0

I have a folder with mutiple csv files. The name of some of them starts with the string 'REC_' I would like to fetch all files starting with that string and append them into a single df. How can I do that?

The way I fetch just one would be

with open(path_to_my_folder, 'r') as csvfile:
    reader = csv.reader(csvfile)

This way I need to specify the exact file in the 'path_to_my_folder' variable.

banana_99
  • 591
  • 5
  • 15
  • as per answer or use `glob` - `https://www.geeksforgeeks.org/how-to-use-glob-function-to-find-files-recursively-in-python/` – Bruno Vermeulen Jul 13 '21 at 08:38
  • Does this answer your question? [Import CSV file as a pandas DataFrame](https://stackoverflow.com/questions/14365542/import-csv-file-as-a-pandas-dataframe) – mpx Jul 13 '21 at 08:39

2 Answers2

2

First, you can list all files that starts with REC_ (If some of them are not .csv then you need to check the extension as well). Then you can make a list of dataframes, each containing one REC_ file. Finally, pd.concat() can be used to concatenate the dataframes. Here axis=0 means we add them over the rows (stacking them on top of each other vertically).

REC_file_1.csv
val_1, val_2
1, 2
2, 4
REC_file_2.csv
val_1, val_2
3, 6
4, 8
import os
import pandas as pd

# All files in directory
print(os.listdir())
# ['other_file_1.csv', 'REC_file_1.csv', 'REC_file_2.csv', 'script.py']


rec_file_names = [file for file in os.listdir() if file.startswith('REC_')]
print(rec_file_names)  # ['REC_file_1.csv', 'REC_file_2.csv']

dataframes = []
for filename in rec_file_names:
    dataframes.append(pd.read_csv(filename))

data_concated = pd.concat(dataframes, axis=0)

print(data_concated)
   val_1   val_2
0      1       2
1      2       4
0      3       6
1      4       8
Ibrahim Berber
  • 842
  • 2
  • 16
2

You talk about dataframes, so I guess you are willing to use pandas. You can iterate over your csv-files easily with the build-in pathlib-module. Eventually concatenate your frames:

from pathlib import Path
import pandas as pd

path_dir = Path(path_to_my_folder)

list_dfs = []
for path_file in path_dir.glob('REC_*.csv'):
    df_small = pd.read_csv(path_file)
    list_dfs.append(df_small)
    
df = pd.concat(list_dfs, axis=0) 
Durtal
  • 1,063
  • 3
  • 11
-------
- GIVEN EXERCISE: In the forum thread about merging CSV files, what does the first answer say axis=0 means in the pd.concat() call?

(Outline annotation records)
-------
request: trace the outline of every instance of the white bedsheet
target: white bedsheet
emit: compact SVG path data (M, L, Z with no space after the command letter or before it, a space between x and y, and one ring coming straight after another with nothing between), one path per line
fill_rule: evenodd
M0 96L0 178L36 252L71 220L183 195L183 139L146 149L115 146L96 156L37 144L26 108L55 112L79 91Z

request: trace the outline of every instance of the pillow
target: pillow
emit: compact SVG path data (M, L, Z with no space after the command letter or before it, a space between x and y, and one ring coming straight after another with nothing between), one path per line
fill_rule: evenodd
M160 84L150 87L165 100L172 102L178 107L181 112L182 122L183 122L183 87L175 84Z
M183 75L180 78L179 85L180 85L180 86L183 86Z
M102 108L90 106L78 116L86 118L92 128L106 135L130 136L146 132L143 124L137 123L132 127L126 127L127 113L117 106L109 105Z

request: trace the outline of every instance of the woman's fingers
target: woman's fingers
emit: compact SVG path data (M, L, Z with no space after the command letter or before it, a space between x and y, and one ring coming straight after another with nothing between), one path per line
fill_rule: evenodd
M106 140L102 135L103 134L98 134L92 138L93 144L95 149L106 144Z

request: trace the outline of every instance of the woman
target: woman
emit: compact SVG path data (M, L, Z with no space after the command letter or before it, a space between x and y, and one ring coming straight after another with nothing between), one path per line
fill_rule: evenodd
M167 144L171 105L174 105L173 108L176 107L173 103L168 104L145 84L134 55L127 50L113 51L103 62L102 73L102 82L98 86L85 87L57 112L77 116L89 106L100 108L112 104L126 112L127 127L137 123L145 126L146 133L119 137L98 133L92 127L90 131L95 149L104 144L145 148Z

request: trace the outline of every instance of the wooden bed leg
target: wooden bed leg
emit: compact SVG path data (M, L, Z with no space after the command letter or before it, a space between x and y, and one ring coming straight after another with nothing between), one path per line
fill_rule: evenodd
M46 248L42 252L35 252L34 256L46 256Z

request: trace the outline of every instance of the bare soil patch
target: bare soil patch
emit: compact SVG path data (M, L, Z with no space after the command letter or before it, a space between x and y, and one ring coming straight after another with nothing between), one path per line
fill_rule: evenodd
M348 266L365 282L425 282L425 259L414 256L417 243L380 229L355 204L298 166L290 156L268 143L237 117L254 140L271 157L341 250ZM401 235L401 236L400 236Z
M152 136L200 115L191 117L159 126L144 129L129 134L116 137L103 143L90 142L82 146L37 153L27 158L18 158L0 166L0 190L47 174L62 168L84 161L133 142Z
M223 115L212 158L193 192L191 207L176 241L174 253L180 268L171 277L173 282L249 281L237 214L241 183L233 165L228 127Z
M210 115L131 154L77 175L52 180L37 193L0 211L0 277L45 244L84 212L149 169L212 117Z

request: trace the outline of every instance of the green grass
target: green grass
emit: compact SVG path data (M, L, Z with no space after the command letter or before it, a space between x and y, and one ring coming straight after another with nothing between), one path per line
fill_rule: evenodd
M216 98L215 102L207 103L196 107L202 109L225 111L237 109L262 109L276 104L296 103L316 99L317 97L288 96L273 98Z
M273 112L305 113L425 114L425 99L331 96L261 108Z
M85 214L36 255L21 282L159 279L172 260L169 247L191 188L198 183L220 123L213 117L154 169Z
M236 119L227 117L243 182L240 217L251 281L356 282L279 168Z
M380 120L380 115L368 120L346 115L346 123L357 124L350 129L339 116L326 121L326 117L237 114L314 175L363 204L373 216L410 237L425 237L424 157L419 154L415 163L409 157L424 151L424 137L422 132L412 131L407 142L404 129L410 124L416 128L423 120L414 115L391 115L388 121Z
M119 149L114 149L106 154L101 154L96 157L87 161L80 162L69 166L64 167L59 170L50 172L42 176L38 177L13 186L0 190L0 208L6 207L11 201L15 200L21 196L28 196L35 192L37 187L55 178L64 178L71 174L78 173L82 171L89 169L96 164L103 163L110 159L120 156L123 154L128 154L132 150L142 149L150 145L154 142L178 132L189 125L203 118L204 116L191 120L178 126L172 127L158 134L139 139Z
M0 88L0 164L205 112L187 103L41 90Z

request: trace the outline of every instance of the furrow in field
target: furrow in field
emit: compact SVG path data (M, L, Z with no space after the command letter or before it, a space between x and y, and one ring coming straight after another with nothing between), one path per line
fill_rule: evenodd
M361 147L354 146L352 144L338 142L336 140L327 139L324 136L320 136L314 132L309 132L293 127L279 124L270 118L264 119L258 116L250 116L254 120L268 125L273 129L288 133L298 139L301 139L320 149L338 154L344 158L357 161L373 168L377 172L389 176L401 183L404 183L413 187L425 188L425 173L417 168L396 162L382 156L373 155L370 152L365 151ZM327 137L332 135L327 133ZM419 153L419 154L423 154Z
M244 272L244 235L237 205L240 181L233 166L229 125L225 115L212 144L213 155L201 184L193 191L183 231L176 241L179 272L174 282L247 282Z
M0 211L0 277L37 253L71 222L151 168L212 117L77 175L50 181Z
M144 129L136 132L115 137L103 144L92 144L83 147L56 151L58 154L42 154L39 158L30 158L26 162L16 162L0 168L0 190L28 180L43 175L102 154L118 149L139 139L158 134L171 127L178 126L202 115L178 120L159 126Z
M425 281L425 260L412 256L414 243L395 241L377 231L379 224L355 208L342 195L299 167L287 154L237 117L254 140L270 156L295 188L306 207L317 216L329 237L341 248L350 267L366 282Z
-------
- TASK RESPONSE: It means the dataframes are added over the rows, stacked on top of each other vertically.